Problem details: With pictures left out, extract every line between the start of the records below and the line holding "of the ceiling.", inclusive.

________

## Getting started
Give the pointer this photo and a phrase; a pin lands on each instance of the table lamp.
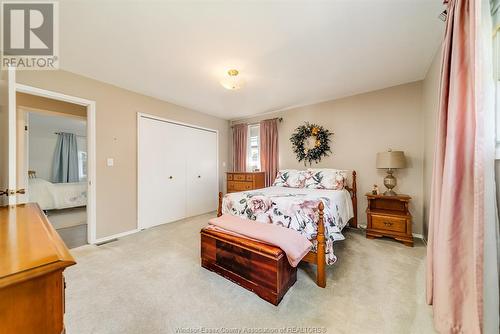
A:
(390, 160)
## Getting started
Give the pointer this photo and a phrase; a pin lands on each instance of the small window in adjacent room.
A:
(253, 148)
(82, 165)
(496, 69)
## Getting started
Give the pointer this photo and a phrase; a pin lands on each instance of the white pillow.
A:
(325, 178)
(291, 178)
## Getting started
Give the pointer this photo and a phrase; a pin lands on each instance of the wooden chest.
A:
(241, 181)
(389, 216)
(32, 260)
(261, 268)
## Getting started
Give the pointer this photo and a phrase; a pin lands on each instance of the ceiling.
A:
(289, 53)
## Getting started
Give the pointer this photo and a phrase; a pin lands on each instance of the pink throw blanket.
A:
(294, 244)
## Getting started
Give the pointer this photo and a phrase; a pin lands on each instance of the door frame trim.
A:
(91, 149)
(163, 119)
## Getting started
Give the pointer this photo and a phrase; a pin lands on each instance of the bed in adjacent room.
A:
(56, 196)
(294, 201)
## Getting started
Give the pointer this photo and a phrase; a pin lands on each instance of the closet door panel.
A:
(202, 178)
(162, 172)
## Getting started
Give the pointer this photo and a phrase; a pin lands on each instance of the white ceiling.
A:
(290, 53)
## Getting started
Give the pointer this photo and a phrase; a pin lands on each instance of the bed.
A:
(319, 214)
(56, 196)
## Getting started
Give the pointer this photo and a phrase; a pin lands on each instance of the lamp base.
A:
(390, 193)
(390, 182)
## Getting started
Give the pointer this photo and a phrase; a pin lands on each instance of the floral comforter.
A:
(295, 208)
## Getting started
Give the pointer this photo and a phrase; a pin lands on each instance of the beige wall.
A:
(38, 102)
(364, 125)
(116, 126)
(430, 100)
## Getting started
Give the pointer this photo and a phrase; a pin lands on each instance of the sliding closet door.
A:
(202, 178)
(162, 172)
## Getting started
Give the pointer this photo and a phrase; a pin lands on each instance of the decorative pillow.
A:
(333, 179)
(291, 178)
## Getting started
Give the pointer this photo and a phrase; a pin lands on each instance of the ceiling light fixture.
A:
(232, 81)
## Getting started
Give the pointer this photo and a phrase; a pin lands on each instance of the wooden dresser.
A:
(389, 216)
(241, 181)
(32, 260)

________

Written solution:
## Getting started
Give the pointer this photo and a phrase; a pin lands on each instance of the table lamp.
A:
(390, 160)
## Getting started
Give the pointer this photo and a phrase; a pin lands on each instance of the small window in adjacent room.
A:
(253, 148)
(82, 165)
(496, 69)
## Getting started
Give the pointer this photo and a phrase; a pin lands on each instance of the white pillow.
A:
(325, 178)
(291, 178)
## Getting started
Give the pointer this photo and a phrase; a pin lands on each instance of the wooden chest.
A:
(241, 181)
(389, 216)
(32, 260)
(261, 268)
## Getting started
Give the pointer this photo and a phrase; a pin lands on each instance of the ceiling.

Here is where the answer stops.